*Enunciado das tarefas:*
A) Transcreva do texto fornecido o trecho que vai de "E assim é, de" até "nos factos provados.".
B) Indique se cada afirmação é confirmada pelo texto fornecido, respondendo sim ou não e citando literalmente as palavras do texto que o determinam: (i) segundo a resposta dos peritos, foram emitidos 807 recibos até 31/12/1995; (ii) segundo a resposta dos peritos, 547 dos recibos eram do Distrito de Coimbra; (iii) o recorrente afirma que os 20 casos referidos estão incluídos entre os 30 constantes do relatório de peritagem.

*Texto fornecido:*
E assim é, de facto. No relatório pericial perguntava-se: São 547 ou 567 os recibos passados a clientes constantes da listagem do Fisco do Distrito de Coimbra que estão registados na contabilidade do SP?

E a resposta dos peritos foi que:
«De acordo com a listagem de recibos, foram 807 os recibos emitidos até 31/12/1995, sendo 592 do Distrito de Coimbra e 215 fora do Distrito»

Por conseguinte, a MMª juiz «a quo» tem razão ao dar como não provado que “Em Coimbra foram passados 547 recibos e não 567”

E como nas alíneas B1 h) e B1 i) das conclusões o recorrente parte de um número total de recibos emitidos (547) inferior ao efectivamente apurado, os sub números da alínea B1 h) não têm qualquer aderência à realidade, não podendo por isso, figurar nos factos provados.

3º erro de facto:
Na alínea B1 f) diz o recorrente
«O Tribunal erra ao não dar como provada a existência de 20 casos no distrito de Coimbra a quem foi apenas passado um recibo que incluía o valor da entrada inicial e o do pagamento final (alínea c) dos factos não provados). Esses casos constam do Documento 11, deles resultando não ter existido desdobramento do pagamento, tendo sido facturado um valor único pela prestação do serviço. Esses 20 casos referidos, estão incluídos entre os 30 constantes do relatório de peritagem onde se explicita o n.º de recibo, a data, o valor e o serviço prestado, considerando-se ter sido facturado um valor único para a prestação do serviço, pelo que do confronto do documento 11 com o relatório da peritagem na parte citada, resulta comprovada existência de (pelo menos) vinte casos em que foi passado um recibo único pela prestação total do serviço final»

*Dados fornecidos:*
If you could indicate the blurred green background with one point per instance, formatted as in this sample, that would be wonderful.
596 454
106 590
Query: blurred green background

*Respostas por tarefa:*
A)
E assim é, de facto. No relatório pericial perguntava-se: São 547 ou 567 os recibos passados a clientes constantes da listagem do Fisco do Distrito de Coimbra que estão registados na contabilidade do SP?

E a resposta dos peritos foi que:
«De acordo com a listagem de recibos, foram 807 os recibos emitidos até 31/12/1995, sendo 592 do Distrito de Coimbra e 215 fora do Distrito»

Por conseguinte, a MMª juiz «a quo» tem razão ao dar como não provado que “Em Coimbra foram passados 547 recibos e não 567”

E como nas alíneas B1 h) e B1 i) das conclusões o recorrente parte de um número total de recibos emitidos (547) inferior ao efectivamente apurado, os sub números da alínea B1 h) não têm qualquer aderência à realidade, não podendo por isso, figurar nos factos provados.

B)
(i) Sim: «foram 807 os recibos emitidos até 31/12/1995».
(ii) Não: «sendo 592 do Distrito de Coimbra e 215 fora do Distrito».
(iii) Sim: «Esses 20 casos referidos, estão incluídos entre os 30 constantes do relatório de peritagem».